Named object pointing entries
Start

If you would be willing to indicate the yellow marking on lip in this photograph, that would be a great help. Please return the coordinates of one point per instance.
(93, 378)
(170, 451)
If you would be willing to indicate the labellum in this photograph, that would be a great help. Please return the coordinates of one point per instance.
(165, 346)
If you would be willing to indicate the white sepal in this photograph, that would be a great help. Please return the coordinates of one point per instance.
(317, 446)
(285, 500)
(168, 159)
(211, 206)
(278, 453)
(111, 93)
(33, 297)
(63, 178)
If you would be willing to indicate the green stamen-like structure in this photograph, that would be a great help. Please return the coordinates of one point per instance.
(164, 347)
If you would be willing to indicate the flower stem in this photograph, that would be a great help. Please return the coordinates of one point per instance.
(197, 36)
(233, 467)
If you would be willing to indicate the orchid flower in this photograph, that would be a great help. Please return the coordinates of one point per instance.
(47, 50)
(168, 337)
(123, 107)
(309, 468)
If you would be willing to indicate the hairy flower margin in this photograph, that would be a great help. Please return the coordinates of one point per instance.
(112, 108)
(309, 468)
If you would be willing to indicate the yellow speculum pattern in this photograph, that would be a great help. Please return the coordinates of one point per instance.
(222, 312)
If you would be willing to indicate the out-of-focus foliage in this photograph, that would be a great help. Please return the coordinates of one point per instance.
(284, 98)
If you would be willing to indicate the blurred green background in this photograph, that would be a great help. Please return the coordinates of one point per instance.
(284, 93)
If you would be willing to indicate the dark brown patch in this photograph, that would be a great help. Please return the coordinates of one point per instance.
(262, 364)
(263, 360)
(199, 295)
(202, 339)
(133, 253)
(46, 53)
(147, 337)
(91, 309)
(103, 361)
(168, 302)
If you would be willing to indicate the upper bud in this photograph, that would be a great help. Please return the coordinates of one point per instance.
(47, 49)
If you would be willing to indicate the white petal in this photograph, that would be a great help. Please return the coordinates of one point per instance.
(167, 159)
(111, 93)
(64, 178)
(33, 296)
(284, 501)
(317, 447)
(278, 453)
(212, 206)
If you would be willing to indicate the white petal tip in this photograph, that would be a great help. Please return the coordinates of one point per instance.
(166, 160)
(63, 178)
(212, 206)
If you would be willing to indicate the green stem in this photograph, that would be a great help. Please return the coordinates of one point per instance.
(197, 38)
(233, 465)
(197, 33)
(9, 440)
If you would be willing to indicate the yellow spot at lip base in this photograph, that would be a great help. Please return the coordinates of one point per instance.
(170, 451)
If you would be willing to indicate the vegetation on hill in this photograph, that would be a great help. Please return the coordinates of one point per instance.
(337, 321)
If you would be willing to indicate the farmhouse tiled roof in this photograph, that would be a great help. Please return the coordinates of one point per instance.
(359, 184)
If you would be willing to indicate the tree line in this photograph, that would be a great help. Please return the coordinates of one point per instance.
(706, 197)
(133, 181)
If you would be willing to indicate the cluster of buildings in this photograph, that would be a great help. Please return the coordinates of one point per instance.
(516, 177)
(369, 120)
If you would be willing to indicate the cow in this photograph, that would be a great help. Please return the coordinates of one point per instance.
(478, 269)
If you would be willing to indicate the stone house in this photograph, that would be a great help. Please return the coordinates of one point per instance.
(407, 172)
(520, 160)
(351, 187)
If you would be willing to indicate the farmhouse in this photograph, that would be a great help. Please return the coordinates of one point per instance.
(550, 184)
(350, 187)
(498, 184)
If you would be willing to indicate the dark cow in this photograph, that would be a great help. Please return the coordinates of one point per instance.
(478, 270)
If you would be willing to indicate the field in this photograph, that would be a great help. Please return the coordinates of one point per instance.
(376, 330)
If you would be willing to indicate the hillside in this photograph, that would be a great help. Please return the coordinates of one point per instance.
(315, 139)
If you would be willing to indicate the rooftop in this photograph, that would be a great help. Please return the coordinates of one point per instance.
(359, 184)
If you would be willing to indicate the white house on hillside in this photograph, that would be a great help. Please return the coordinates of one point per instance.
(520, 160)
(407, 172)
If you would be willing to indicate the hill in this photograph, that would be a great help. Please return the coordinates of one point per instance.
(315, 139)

End

Extract each line from the listing above, please, and repeat it exactly.

If you would be willing to indicate the yellow marking on lip in this photograph, that would be a great help. Please return the coordinates of one point per instance.
(93, 378)
(170, 451)
If you would be willing to indicate the labellum in this photograph, that would be a great help. Please return the coordinates of one point per instance.
(165, 346)
If you would be willing to indicate the white sepal in this photograph, that would be a great help. Please return the coordinates of one point per instance.
(317, 446)
(285, 500)
(168, 159)
(211, 206)
(278, 453)
(111, 93)
(33, 297)
(63, 178)
If you would be willing to indicate the green stamen-like structure in this photograph, that would be a great help. Please return the coordinates of one point per instance.
(164, 347)
If you would be willing to indicate the flower stem in this photograph, that would be a great help. Please return the coordinates of one point per instance.
(197, 36)
(233, 467)
If you would be willing to indicate the orchid flower in this photograph, that would be a great help. Please return the coordinates of one point per instance.
(47, 50)
(168, 337)
(123, 107)
(309, 468)
If you would be willing to indicate the hairy flower margin in this photograph, that would be a great help. Please return the coordinates of one point per instance.
(112, 108)
(309, 468)
If you would be willing to indicate the yellow speculum pattern in this photograph, that would be a great help. Please return the coordinates of one point per instance.
(222, 312)
If you would be willing to indicate the out-of-focus foliage in this photograph, that would be a great help. Please return the coordinates of one point per instance.
(284, 98)
If you would be willing to indicate the blurred green background in this photograph, that would be a great help. Please return the coordinates of one point per instance.
(284, 93)
If you would be willing to indicate the dark brown patch in this photograph, that would be a great help. Please return the coordinates of one point per instance.
(262, 364)
(263, 360)
(199, 295)
(202, 339)
(133, 253)
(46, 53)
(147, 337)
(91, 309)
(103, 361)
(168, 302)
If you would be willing to indicate the upper bud in this photograph, that would be a great help. Please return the coordinates of one point per instance.
(47, 49)
If you would be willing to indicate the white petal in this photograph, that would be a great help. Please return the coordinates of one point per instance.
(167, 159)
(111, 93)
(64, 178)
(33, 296)
(284, 501)
(317, 447)
(278, 453)
(212, 206)
If you would be willing to indicate the white petal tip in this photograph, that would be a great help. Please return the coordinates of one point per instance.
(166, 160)
(63, 178)
(212, 206)
If you would be willing to indicate the green stem in this photograph, that would be a great help. Please return the coordinates of one point per instance.
(197, 38)
(233, 465)
(197, 33)
(9, 440)
If you would be willing to indicate the yellow spot at lip base in this photograph, that would be a great help. Please return the coordinates of one point per instance.
(170, 451)
If you would be willing to indicate the vegetation on hill in this photograph, that would be a great help. Please return the coordinates of one point per instance.
(337, 321)
If you would be willing to indicate the farmhouse tiled roof in this photograph, that would be a great help. Please return the coordinates of one point per instance.
(359, 184)
If you would be willing to indicate the tree line in this photograph, that would be a great help. Please return the coordinates of one point per instance.
(706, 197)
(133, 181)
If you would be willing to indicate the cluster of buildings in this photograph, that would be a great help. Please return the coordinates of one point per instance.
(516, 177)
(369, 120)
If you would be willing to indicate the cow in this photograph, that would be a great help. Please return the coordinates of one point per instance.
(478, 269)
If you would be willing to indicate the stone house in this photograph, that would be a great help. Please return the coordinates of one point per instance.
(407, 172)
(520, 160)
(351, 187)
If you would be willing to indicate the farmhouse in this photograph, that would be a great help. Please return the coordinates of one point per instance.
(550, 184)
(350, 187)
(498, 184)
If you would be willing to indicate the dark cow in this photograph, that would be a great help. Please return the coordinates of one point per instance.
(478, 270)
If you would be willing to indicate the field in this photograph, that would be a great help. Please return the coordinates of one point per instance.
(376, 330)
If you would be willing to indicate the hillside in this photograph, that would be a great help. Please return the coordinates of one point per instance.
(315, 139)
If you would be willing to indicate the rooftop in this photograph, that would be a great help. Please return the coordinates of one point per instance.
(359, 184)
If you would be willing to indicate the white house on hillside in this photograph, that would be a great help. Please return the coordinates of one point per instance.
(520, 160)
(407, 172)
If you would be willing to indicate the hill in this photograph, that would be a great help. Please return the coordinates of one point per instance.
(315, 139)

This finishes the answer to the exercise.